Hens stage power rally in ninth

6/12/2002
SPECIAL TO THE BLADE

DURHAM, N.C. - One late-inning rally wouldn't do for the Mud Hens last night, so they staged a second.

Shut out for six innings, Toledo scored four times in the seventh, saw reliever Terry Pearson blow it on one pitch in the eighth, then exploded for six ninth-inning runs in a jaw-dropping display of power for a 10-5 victory over Durham.

For 20 minutes, the Hens (35-30) resembled the '27 Yankees. Jarrod Patterson tied the game at 5 with a leadoff homer off Travis Phelps.

Jacob Cruz followed with a missile to right-center that bounced off the top of the fence for a triple.

Michael Rivera, who keyed the Hens' seventh-inning uprising with a ringing two-run double, struck out, then Ryan Jackson was walked intentionally. Pinch-hitter Chris Wakeland delivered the go-ahead run with a single that scored Cruz and chased Phelps.

But the Hens weren't done. Eric Munson hammered the first pitch that Rick Croushore threw for a three-run homer, his 14th of the season, then Craig Wilson followed suit on Croushore's second pitch.

“I was lucky in that I was able to get it started,” said Patterson. “I was just trying to get on somehow, and I ended up getting good wood on a fastball. That got us going, I guess, sort of a spark or a chain reaction. It's a contagious game.”

The three-homer inning matched the Hens' season-best total for a game, which they'd done four times previously. And it came at the most opportune time, as Toledo had been scuffling, losers of five of its previous six, and opposed by a Bulls team (39-27) that had won seven in a row.

● **SOURCE INFORMATION**

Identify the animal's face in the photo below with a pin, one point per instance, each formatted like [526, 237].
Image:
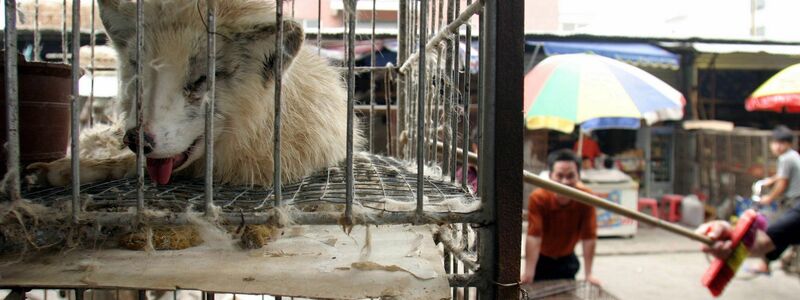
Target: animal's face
[174, 77]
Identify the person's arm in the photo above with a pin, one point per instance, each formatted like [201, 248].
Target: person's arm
[532, 246]
[589, 242]
[588, 259]
[533, 238]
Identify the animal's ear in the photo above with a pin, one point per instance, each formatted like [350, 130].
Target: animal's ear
[260, 43]
[119, 20]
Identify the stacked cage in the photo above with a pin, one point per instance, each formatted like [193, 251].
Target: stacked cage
[422, 178]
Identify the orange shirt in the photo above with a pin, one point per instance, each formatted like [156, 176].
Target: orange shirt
[560, 227]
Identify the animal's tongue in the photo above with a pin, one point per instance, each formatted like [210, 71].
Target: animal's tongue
[160, 169]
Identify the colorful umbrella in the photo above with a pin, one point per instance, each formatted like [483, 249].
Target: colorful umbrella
[780, 93]
[565, 90]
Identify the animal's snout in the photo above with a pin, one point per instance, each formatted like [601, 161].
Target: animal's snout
[131, 139]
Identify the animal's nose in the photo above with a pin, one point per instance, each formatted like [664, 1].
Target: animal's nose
[132, 140]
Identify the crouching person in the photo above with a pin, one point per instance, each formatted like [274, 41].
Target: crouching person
[556, 224]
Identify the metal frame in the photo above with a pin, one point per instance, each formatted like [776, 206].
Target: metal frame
[498, 232]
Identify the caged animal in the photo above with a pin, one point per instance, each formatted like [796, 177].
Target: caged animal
[175, 80]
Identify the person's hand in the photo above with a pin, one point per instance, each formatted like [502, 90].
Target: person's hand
[720, 233]
[526, 278]
[765, 200]
[593, 280]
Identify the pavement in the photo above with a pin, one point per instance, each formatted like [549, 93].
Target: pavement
[656, 264]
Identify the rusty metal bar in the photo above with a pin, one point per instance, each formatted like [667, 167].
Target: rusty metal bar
[211, 12]
[276, 133]
[447, 90]
[92, 44]
[402, 79]
[464, 280]
[372, 85]
[421, 69]
[75, 125]
[467, 100]
[502, 138]
[64, 47]
[304, 218]
[37, 36]
[451, 28]
[455, 91]
[12, 98]
[139, 85]
[350, 6]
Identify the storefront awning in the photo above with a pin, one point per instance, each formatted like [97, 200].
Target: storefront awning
[638, 54]
[739, 56]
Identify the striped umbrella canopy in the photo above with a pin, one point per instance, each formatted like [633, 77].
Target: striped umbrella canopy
[565, 90]
[780, 93]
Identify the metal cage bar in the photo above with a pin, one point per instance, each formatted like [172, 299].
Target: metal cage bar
[37, 36]
[402, 36]
[75, 126]
[64, 47]
[92, 44]
[467, 101]
[276, 134]
[12, 98]
[448, 30]
[211, 11]
[448, 103]
[499, 253]
[372, 82]
[421, 67]
[140, 159]
[351, 79]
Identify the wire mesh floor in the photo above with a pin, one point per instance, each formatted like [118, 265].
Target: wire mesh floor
[381, 182]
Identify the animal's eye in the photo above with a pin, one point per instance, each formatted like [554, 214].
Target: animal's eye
[197, 84]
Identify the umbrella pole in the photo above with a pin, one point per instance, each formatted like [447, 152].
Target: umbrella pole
[580, 143]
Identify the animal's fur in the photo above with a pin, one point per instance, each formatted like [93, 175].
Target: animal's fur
[314, 100]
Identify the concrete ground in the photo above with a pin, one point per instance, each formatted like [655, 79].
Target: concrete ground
[655, 264]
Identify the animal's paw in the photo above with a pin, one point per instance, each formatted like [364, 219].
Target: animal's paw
[59, 172]
[55, 173]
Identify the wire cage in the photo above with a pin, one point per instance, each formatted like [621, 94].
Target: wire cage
[420, 178]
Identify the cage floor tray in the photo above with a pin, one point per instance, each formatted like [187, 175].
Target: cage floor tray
[381, 184]
[308, 261]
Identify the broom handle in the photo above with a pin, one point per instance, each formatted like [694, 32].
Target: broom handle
[595, 201]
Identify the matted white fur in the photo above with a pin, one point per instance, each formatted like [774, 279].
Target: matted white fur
[314, 113]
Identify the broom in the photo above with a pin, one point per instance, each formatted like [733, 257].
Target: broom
[717, 275]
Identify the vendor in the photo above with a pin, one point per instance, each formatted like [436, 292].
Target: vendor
[556, 224]
[589, 152]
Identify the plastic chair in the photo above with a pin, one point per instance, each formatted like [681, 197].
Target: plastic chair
[673, 203]
[650, 203]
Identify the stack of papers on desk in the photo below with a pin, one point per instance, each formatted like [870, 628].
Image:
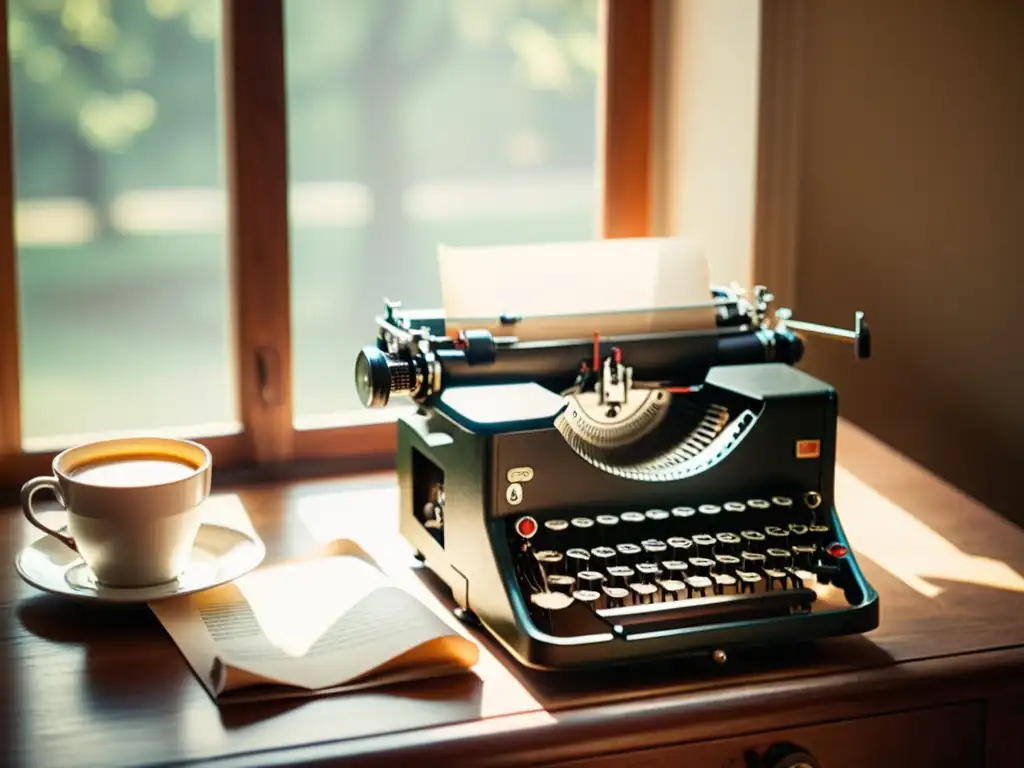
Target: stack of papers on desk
[324, 624]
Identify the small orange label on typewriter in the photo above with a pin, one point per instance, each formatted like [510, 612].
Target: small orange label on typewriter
[808, 449]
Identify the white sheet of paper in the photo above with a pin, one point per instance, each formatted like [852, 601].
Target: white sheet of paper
[582, 278]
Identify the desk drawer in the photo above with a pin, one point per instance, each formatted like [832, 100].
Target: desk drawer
[937, 737]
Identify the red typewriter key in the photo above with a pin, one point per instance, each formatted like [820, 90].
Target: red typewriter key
[525, 526]
[837, 550]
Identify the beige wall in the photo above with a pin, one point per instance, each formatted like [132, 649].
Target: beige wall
[706, 128]
[911, 207]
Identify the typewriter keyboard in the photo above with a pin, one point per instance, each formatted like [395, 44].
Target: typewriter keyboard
[678, 565]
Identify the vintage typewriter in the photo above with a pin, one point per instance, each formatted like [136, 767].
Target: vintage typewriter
[606, 499]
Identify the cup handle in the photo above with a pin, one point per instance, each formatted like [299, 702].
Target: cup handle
[28, 492]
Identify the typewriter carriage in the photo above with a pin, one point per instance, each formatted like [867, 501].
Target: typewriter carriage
[690, 417]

● **TASK LIST**
**a)** In the Mud Hens game article, which pinch-hitter drove in the go-ahead run in the ninth inning?
**b)** Write a continuation of the Mud Hens game article, starting after its final sentence.
You don't need the records for what comes next.

● **ANSWERS FOR THIS EXERCISE**
**a)** Chris Wakeland

**b)**
“That's the nature of baseball,” said Patterson, who had three of Toledo's 15 hits. “They'd been hot, and we hadn't played as well the past couple of days. Then all of a sudden a couple of things turn the other way, you get some pitches to hit and you don't miss them, and this is what can happen.”

Brian Moehler, on a rehab assignment, had a solid outing for Toledo - two runs, one earned, on six hits over seven innings with three strikeouts and no walks.

Oscar Henriquez pitched a one-hit, scoreless ninth and got credit for the victory.

WREN DIES: Bob Wren, a former Toledo Mud Hen who was later the baseball coach at Ohio University for 24 seasons, died of cancer yesterday. He was 81.

Wren, who became OU's coach in 1949 following six years in the minor leagues, was 464-160-4 and his .724 winning percentage ranks 12th on the NCAA's career list. He retired in 1972. His teams won 11 Mid-American Conference titles.

Wren played for the Mud Hens from 1943-47.